== Data provided

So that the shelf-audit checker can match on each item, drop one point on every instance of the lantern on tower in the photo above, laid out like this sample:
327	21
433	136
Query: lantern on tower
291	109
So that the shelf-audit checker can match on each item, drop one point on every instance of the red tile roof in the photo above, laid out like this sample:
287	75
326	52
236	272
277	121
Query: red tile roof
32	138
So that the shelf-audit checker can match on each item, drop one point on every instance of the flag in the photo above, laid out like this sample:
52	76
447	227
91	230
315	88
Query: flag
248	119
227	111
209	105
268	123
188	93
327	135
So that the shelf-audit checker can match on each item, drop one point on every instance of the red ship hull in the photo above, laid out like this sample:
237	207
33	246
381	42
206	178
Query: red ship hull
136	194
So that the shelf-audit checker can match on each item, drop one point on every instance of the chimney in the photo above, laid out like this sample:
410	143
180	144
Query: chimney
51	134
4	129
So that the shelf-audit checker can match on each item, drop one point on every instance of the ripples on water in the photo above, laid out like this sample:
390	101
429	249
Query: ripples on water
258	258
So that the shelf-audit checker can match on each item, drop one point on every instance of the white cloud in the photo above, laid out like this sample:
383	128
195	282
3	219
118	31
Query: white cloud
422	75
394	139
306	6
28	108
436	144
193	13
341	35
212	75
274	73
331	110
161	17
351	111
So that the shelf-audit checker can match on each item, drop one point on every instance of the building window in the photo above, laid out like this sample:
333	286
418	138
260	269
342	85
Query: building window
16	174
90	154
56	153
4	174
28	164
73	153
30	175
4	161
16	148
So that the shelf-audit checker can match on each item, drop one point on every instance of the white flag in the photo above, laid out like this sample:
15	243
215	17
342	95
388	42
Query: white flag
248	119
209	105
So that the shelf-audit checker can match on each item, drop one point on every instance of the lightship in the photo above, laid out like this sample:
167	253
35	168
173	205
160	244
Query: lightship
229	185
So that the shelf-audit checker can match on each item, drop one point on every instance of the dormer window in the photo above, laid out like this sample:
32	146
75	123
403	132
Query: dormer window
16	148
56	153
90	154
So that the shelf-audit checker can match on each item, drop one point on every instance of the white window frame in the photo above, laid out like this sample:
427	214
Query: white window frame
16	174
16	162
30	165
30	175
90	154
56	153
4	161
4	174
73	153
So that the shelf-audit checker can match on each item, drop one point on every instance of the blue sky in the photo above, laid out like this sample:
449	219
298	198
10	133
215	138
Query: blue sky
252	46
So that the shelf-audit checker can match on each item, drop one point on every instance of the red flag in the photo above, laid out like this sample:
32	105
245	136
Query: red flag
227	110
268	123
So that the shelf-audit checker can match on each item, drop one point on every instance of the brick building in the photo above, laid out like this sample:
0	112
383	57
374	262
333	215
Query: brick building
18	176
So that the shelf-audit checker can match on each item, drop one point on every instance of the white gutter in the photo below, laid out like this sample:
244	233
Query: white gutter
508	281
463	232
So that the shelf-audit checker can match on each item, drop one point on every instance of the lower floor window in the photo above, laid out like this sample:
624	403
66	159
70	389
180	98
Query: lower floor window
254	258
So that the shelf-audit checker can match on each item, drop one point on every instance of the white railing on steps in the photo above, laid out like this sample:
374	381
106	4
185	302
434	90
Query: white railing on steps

====

> Required work:
Lay out every line of the records above as a Markdown table with two columns, "Row" for the row number and "Line" for the line itself. Leave out any blank lines.

> Task response:
| Row | Line |
|---|---|
| 1 | So that the shelf-audit checker can match on each item, drop one point on every instance of the lantern on tower in the photo above, laid out like this sample: |
| 2 | 327	21 |
| 3 | 433	136 |
| 4 | Query: lantern on tower |
| 5 | 291	109 |
| 6 | So that the shelf-audit checker can match on each item, drop one point on every instance of the red tile roof in the photo above, laid out like this sample: |
| 7 | 287	75 |
| 8 | 326	52 |
| 9 | 236	272 |
| 10 | 277	121 |
| 11 | Query: red tile roof |
| 12 | 32	138 |
| 13 | So that the shelf-audit checker can match on each item, drop one point on every instance of the flag in the photo above, laid out like this sample: |
| 14 | 52	76 |
| 15 | 447	227 |
| 16 | 91	230 |
| 17 | 315	88 |
| 18 | Query: flag |
| 19 | 248	119 |
| 20 | 227	111 |
| 21 | 209	105 |
| 22 | 268	123 |
| 23 | 188	93 |
| 24 | 327	135 |
| 25 | So that the shelf-audit checker can match on each item, drop one point on every instance of the red ship hull in the photo above, laid out like this sample: |
| 26 | 237	207 |
| 27 | 33	246 |
| 28 | 381	42 |
| 29 | 206	178 |
| 30 | Query: red ship hull |
| 31 | 136	194 |
| 32 | So that the shelf-audit checker can match on each item, drop one point on every instance of the chimney in the photo above, laid out like this sample: |
| 33 | 410	143 |
| 34 | 180	144 |
| 35 | Query: chimney |
| 36 | 51	134 |
| 37 | 4	129 |
| 38 | So that the shelf-audit checker can match on each item, drop one point on every instance of the ripples on water in the photo above, laid out like this sample: |
| 39 | 390	101 |
| 40 | 429	249 |
| 41 | Query: ripples on water |
| 42 | 258	258 |
| 43 | So that the shelf-audit checker can match on each item, drop one point on every instance of the white cloud in the photo above, laid out like this sample: |
| 44 | 383	128 |
| 45 | 195	282 |
| 46 | 3	219 |
| 47 | 118	31 |
| 48 | Query: white cloud |
| 49 | 422	75 |
| 50 | 394	139 |
| 51 | 306	6 |
| 52 | 28	108 |
| 53 | 436	144 |
| 54 | 193	13 |
| 55 | 341	35 |
| 56 | 212	75 |
| 57 | 274	73 |
| 58 | 331	110 |
| 59 | 161	17 |
| 60 | 351	111 |
| 61 | So that the shelf-audit checker can match on each item, drop one point on every instance of the building window in the photo above, laid out like this sample: |
| 62 | 333	286 |
| 63 | 418	138 |
| 64 | 260	269 |
| 65 | 342	85 |
| 66 | Query: building window |
| 67 | 16	174 |
| 68 | 90	154 |
| 69 | 56	153 |
| 70 | 4	174 |
| 71 | 28	164 |
| 72 | 73	153 |
| 73 | 30	175 |
| 74 | 4	161 |
| 75 | 16	148 |
| 76 | So that the shelf-audit checker can match on each item, drop one point on every instance of the white flag in the photo above, laid out like this sample: |
| 77 | 15	243 |
| 78 | 215	17 |
| 79 | 342	95 |
| 80 | 388	42 |
| 81 | Query: white flag |
| 82 | 248	119 |
| 83 | 209	105 |
| 84 | So that the shelf-audit checker can match on each item, drop one point on every instance of the lightship in the photo above, laid out like this sample: |
| 85 | 167	253 |
| 86 | 35	168 |
| 87 | 173	205 |
| 88 | 160	244 |
| 89 | Query: lightship |
| 90 | 229	185 |
| 91 | So that the shelf-audit checker can match on each item, drop one point on every instance of the dormer window in the photo above, laid out like this sample: |
| 92 | 32	146 |
| 93 | 75	123 |
| 94 | 403	132 |
| 95 | Query: dormer window |
| 96 | 16	148 |
| 97 | 56	153 |
| 98 | 90	154 |
| 99 | So that the shelf-audit checker can match on each item, drop one point on every instance of the white window frame in the photo above, laid out like this sample: |
| 100 | 427	214 |
| 101 | Query: white window frame |
| 102 | 16	174 |
| 103 | 16	162 |
| 104 | 30	165 |
| 105 | 30	175 |
| 106 | 90	154 |
| 107 | 56	153 |
| 108 | 4	161 |
| 109 | 4	174 |
| 110 | 73	153 |
| 111 | So that the shelf-audit checker can match on each item, drop one point on every instance of the blue sky in the photo above, laid out like this sample: |
| 112 | 449	219 |
| 113 | 298	198 |
| 114 | 10	133 |
| 115 | 215	138 |
| 116 | Query: blue sky |
| 117 | 252	46 |
| 118 | So that the shelf-audit checker can match on each item, drop one point on every instance of the red flag in the photo above, laid out like this sample: |
| 119 | 32	105 |
| 120 | 245	136 |
| 121 | Query: red flag |
| 122 | 227	110 |
| 123 | 268	123 |
| 124 | So that the shelf-audit checker can match on each item, drop one point on every instance of the brick building in the photo above, laid out like this sample: |
| 125 | 0	112 |
| 126 | 383	57 |
| 127 | 374	262 |
| 128 | 333	215 |
| 129 | Query: brick building |
| 130 | 18	176 |
| 131 | So that the shelf-audit checker can match on each item, drop one point on every instance of the white gutter in the photo below, laid out like this sample: |
| 132 | 244	233 |
| 133 | Query: white gutter |
| 134 | 508	281 |
| 135 | 463	232 |
| 136 | So that the shelf-audit checker can match on each item, drop one point on every instance of the lower floor window in the photo above, laid out like this sample: |
| 137 | 624	403 |
| 138 | 66	159 |
| 139 | 70	389 |
| 140 | 180	98 |
| 141 | Query: lower floor window |
| 142 | 254	258 |
| 143 | So that the shelf-audit checker can match on each item, drop one point on every instance of the white railing on steps in the photo above, laid out like this sample: |
| 144 | 374	381 |
| 145 | 106	4 |
| 146 | 185	302 |
| 147 | 434	90 |
| 148 | Query: white railing on steps |